What you have to do: Pick out each line in the rows below that contains the string "query". Treat uppercase and lowercase as different.

#### Records to process ####

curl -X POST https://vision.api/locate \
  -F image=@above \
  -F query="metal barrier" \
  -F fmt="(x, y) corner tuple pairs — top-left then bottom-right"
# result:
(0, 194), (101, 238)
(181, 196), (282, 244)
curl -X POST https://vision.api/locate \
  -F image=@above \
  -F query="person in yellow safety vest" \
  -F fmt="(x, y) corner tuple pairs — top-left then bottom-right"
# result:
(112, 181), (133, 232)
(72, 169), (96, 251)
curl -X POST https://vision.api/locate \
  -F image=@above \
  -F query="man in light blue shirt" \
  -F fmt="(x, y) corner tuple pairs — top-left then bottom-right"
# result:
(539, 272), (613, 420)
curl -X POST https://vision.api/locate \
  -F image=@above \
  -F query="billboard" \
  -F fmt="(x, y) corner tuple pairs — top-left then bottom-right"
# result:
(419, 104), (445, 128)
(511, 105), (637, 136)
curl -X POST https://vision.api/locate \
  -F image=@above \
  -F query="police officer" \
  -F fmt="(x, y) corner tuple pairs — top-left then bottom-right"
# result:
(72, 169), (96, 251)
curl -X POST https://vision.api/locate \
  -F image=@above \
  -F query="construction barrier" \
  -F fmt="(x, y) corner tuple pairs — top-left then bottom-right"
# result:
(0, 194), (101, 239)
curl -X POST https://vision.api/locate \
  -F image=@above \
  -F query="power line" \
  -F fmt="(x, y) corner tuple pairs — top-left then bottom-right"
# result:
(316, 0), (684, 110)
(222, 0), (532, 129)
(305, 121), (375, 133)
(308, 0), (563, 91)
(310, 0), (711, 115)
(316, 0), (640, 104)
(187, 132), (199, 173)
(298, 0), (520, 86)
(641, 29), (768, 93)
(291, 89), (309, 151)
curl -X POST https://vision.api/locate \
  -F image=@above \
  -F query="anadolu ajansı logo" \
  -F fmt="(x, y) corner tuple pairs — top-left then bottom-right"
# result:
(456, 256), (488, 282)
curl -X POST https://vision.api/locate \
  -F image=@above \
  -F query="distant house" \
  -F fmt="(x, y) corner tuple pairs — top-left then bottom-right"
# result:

####

Exercise solution:
  -F query="metal barrier" \
  -F query="person in yellow safety vest" \
  -F query="man in light blue shirt" \
  -F query="billboard" \
  -F query="police officer" \
  -F query="construction barrier" \
  -F query="power line" \
  -F query="anadolu ajansı logo" \
  -F query="distant house" \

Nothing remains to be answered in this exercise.